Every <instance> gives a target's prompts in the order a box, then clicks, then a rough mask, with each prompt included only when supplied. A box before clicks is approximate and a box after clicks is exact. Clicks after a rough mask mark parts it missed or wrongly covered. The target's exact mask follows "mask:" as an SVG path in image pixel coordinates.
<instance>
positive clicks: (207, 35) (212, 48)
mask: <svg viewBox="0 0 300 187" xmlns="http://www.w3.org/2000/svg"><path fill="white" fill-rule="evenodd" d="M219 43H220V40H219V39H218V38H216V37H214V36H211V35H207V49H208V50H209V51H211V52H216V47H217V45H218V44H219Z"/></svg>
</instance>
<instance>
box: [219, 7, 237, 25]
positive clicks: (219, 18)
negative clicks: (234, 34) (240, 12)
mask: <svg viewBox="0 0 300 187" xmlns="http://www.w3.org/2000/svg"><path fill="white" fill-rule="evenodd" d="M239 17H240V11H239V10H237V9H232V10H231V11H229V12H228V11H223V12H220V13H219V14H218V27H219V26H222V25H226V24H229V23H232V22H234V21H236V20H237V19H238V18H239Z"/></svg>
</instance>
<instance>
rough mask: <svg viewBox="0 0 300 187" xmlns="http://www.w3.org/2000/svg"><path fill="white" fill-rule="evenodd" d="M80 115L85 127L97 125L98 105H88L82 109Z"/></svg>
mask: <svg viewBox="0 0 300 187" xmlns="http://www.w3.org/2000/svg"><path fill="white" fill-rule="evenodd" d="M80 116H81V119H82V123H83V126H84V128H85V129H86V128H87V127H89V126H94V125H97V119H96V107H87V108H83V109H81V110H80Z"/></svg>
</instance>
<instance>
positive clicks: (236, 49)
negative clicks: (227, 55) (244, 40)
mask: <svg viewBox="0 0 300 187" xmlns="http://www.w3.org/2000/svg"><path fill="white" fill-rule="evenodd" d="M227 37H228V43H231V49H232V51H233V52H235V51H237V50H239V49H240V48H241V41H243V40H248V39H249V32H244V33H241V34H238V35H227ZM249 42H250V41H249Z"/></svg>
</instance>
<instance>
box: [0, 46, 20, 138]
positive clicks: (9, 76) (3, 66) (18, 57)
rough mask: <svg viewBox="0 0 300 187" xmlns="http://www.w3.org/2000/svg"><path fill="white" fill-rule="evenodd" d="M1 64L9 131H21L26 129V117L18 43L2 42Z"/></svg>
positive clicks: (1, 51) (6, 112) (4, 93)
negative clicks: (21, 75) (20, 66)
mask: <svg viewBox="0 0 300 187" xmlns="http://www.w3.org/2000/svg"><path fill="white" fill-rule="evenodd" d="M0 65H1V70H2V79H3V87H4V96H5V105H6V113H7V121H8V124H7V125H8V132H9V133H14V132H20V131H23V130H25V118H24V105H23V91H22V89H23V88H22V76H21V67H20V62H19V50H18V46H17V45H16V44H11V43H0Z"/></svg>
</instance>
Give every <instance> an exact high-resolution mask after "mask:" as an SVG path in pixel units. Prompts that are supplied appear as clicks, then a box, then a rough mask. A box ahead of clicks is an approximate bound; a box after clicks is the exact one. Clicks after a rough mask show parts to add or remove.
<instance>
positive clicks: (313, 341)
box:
---+---
_Instructions for the task:_
Taking the line containing "64L9 131H21L26 129V117L18" as the first, please return it and every line after it through the end of the entries, exactly and only those.

_Answer for this exercise:_
rough mask: <svg viewBox="0 0 300 187" xmlns="http://www.w3.org/2000/svg"><path fill="white" fill-rule="evenodd" d="M1 64L9 131H21L26 129V117L18 43L2 42Z"/></svg>
positive clicks: (1, 51) (6, 112) (4, 93)
negative clicks: (21, 75) (20, 66)
mask: <svg viewBox="0 0 300 187" xmlns="http://www.w3.org/2000/svg"><path fill="white" fill-rule="evenodd" d="M0 65H1V70H2V79H3V87H4V96H5V105H6V113H7V121H8V124H7V125H8V132H9V133H14V132H20V131H23V130H25V118H24V105H23V91H22V89H23V88H22V76H21V67H20V62H19V50H18V46H17V45H16V44H11V43H0Z"/></svg>
</instance>
Give every <instance> an exact high-resolution mask after "mask:" as an SVG path in pixel units. Prompts that are supplied appear as clicks, then a box, then a rough mask. A box ahead of clicks is an approximate bound; a box after clicks is the exact one. Clicks after a rough mask show parts to add or remove.
<instance>
positive clicks: (313, 341)
box:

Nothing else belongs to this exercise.